Your task is to retype every entry exactly, omitting nothing.

(Collected data entries)
********

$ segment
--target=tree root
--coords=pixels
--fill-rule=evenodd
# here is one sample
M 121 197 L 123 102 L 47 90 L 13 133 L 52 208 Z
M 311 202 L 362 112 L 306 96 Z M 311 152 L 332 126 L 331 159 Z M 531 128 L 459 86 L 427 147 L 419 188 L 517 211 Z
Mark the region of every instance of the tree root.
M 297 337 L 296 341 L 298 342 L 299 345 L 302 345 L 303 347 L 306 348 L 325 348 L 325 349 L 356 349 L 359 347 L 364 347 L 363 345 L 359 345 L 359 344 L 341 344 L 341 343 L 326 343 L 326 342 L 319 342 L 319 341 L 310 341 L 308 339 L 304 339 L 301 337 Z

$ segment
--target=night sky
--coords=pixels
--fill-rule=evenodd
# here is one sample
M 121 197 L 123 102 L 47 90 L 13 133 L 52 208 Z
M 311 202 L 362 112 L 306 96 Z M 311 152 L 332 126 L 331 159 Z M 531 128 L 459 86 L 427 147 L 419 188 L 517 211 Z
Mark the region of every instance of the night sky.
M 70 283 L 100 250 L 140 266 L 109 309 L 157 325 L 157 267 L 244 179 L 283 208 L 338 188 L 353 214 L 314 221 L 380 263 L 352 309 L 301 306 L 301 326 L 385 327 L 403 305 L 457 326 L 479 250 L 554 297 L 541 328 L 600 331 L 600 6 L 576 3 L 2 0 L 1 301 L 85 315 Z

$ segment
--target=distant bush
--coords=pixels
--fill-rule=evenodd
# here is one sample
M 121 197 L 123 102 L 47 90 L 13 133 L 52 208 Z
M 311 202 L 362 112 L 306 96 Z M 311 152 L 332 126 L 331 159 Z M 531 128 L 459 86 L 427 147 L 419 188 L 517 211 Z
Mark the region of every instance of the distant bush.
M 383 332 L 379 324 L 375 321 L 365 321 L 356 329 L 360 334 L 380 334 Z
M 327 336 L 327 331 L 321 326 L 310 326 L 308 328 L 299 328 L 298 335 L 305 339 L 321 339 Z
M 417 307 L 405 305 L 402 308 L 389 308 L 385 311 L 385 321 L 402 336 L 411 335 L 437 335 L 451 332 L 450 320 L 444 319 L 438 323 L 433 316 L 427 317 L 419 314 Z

********

Answer space:
$ segment
--target=tree root
--coords=pixels
--fill-rule=evenodd
# here is one sample
M 121 197 L 123 102 L 47 90 L 13 133 L 52 208 Z
M 311 202 L 362 112 L 306 96 Z M 311 152 L 332 126 L 331 159 Z M 531 128 L 459 86 L 427 147 L 419 188 L 517 211 Z
Mark the region of every instance of the tree root.
M 297 337 L 296 341 L 298 342 L 299 345 L 302 345 L 303 347 L 306 348 L 325 348 L 325 349 L 356 349 L 359 347 L 364 347 L 363 345 L 359 345 L 359 344 L 341 344 L 341 343 L 326 343 L 326 342 L 319 342 L 319 341 L 310 341 L 308 339 L 304 339 L 301 337 Z

$ segment
--target=night sky
--coords=pixels
--fill-rule=evenodd
# here is one sample
M 121 197 L 123 102 L 47 90 L 13 133 L 52 208 Z
M 311 202 L 362 112 L 306 96 Z M 311 152 L 332 126 L 331 159 Z M 531 128 L 459 86 L 427 147 L 419 188 L 517 211 Z
Mark the region of every instance of the night sky.
M 70 283 L 100 250 L 140 266 L 109 309 L 157 325 L 157 267 L 244 179 L 283 208 L 338 188 L 353 214 L 314 221 L 380 263 L 352 309 L 301 306 L 301 326 L 385 327 L 403 305 L 457 326 L 479 250 L 554 297 L 541 328 L 600 331 L 600 6 L 576 3 L 2 0 L 1 301 L 85 315 Z

$ segment
--target=distant bush
--coords=pixels
--fill-rule=evenodd
# here is one sample
M 121 197 L 123 102 L 47 90 L 13 133 L 52 208 Z
M 311 202 L 362 112 L 306 96 Z M 311 152 L 332 126 L 331 159 Z M 531 128 L 459 86 L 427 147 L 419 188 L 517 211 Z
Mark the region of every instance of the distant bush.
M 383 332 L 379 324 L 375 321 L 365 321 L 356 329 L 360 334 L 380 334 Z
M 327 336 L 327 331 L 321 326 L 310 326 L 308 328 L 299 328 L 298 335 L 305 339 L 321 339 Z
M 417 307 L 405 305 L 402 308 L 389 308 L 385 311 L 385 321 L 402 336 L 411 335 L 437 335 L 451 332 L 450 320 L 444 319 L 438 323 L 433 316 L 427 317 L 419 314 Z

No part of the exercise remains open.